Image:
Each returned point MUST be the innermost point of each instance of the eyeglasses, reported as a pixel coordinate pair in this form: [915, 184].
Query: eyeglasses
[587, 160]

---

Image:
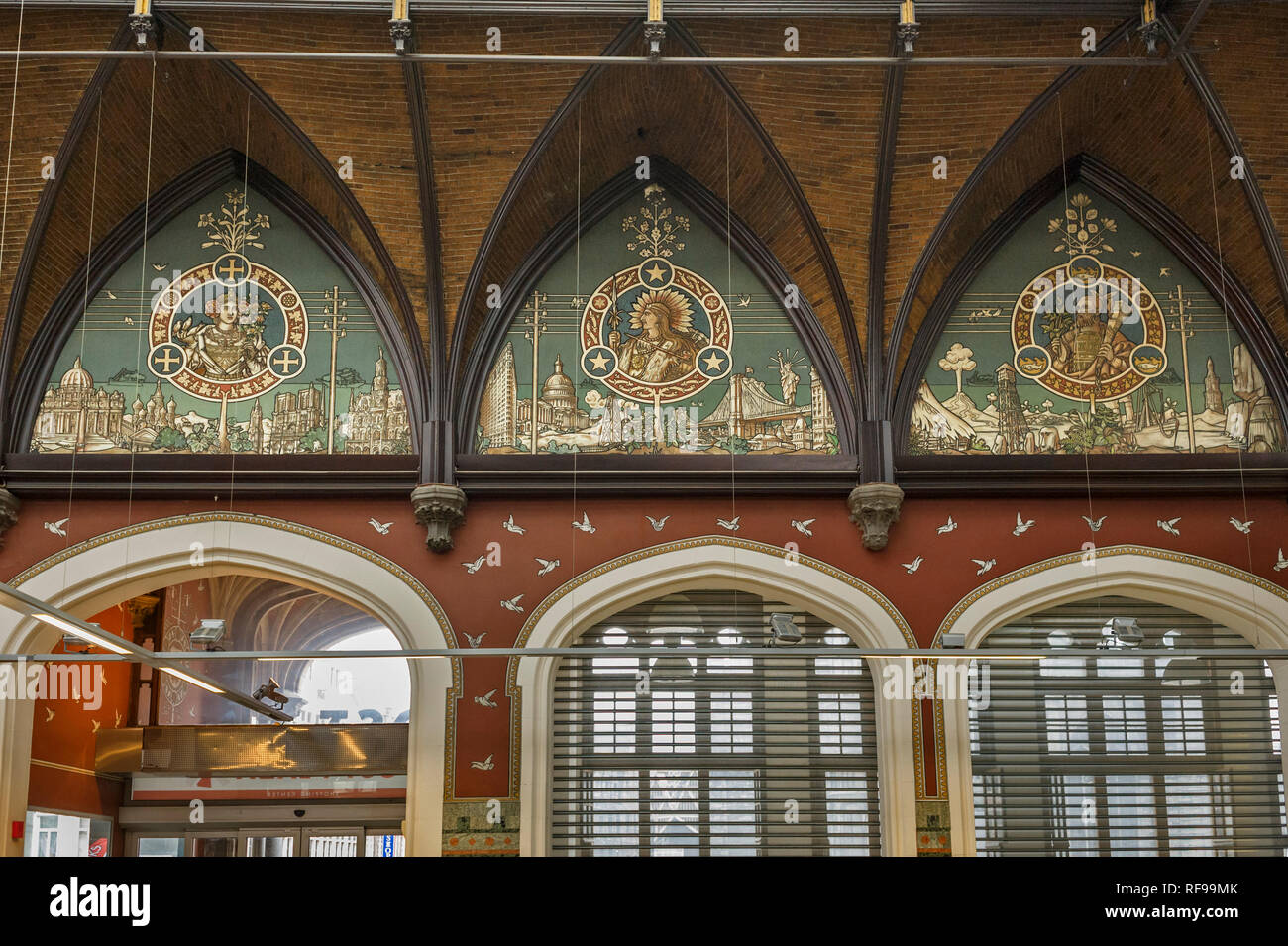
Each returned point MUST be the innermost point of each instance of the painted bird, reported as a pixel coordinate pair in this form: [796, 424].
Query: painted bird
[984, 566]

WHAT THIS TASK INVOLVES
Pull out each line from the rows above that contains the word "Query", and reproduce those lines unchanged.

TASK RESULT
Query: eyeglasses
Query: painted bird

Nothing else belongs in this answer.